Dataset excerpts:
-- Opening Marker --
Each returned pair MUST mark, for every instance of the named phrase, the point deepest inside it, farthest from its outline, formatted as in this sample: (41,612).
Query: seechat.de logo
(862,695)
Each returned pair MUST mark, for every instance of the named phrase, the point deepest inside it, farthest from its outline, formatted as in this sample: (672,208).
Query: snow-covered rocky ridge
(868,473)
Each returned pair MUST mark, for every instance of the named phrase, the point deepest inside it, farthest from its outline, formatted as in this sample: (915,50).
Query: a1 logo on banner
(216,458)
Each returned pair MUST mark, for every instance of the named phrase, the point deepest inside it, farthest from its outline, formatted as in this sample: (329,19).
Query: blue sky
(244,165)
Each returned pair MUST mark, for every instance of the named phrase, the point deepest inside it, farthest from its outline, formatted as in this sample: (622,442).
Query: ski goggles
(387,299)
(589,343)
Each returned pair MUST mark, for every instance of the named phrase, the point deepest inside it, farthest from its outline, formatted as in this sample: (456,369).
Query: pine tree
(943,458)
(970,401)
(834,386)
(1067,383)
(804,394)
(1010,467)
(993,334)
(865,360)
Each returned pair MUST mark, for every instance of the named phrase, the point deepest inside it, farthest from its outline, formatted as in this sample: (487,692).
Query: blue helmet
-- Closing Marker --
**The problem**
Nothing but the lines with "formatted" should be returned, copied from the entries above.

**Solution to this exercise**
Each returned pair MUST mark, for every instance of the named phrase, the point deepest inside it, farthest from its outline, formatted as in this sample: (41,612).
Each returned pair MUST mark, for every instance of the named phrase, the point deepest inside it, farthest from its outline, formatted as in this sample: (672,208).
Each returned pair MUST mark, for every instance of the named phrase, the point deepest inside it, farthest from its outline, formatted as in this sample: (915,50).
Each returned pair MUST mark, for every instance of the named phrase, the point deepest inside it, farthest from its outline, formatted as in this sample: (329,19).
Each returned pair MUST mark, for every instance of the named phrase, the point deepest inside it, farthest from its outline, formatted as in this sample: (622,442).
Each returned pair MUST mark, for every instance of the named phrase, the point deepest inside it, farthest from its outline, formatted as in this sample: (456,369).
Each returned pair MUST mark, for every instance of the named phrase, the point deepest inside it, farthest from its outline, formatted as in this sample: (487,692).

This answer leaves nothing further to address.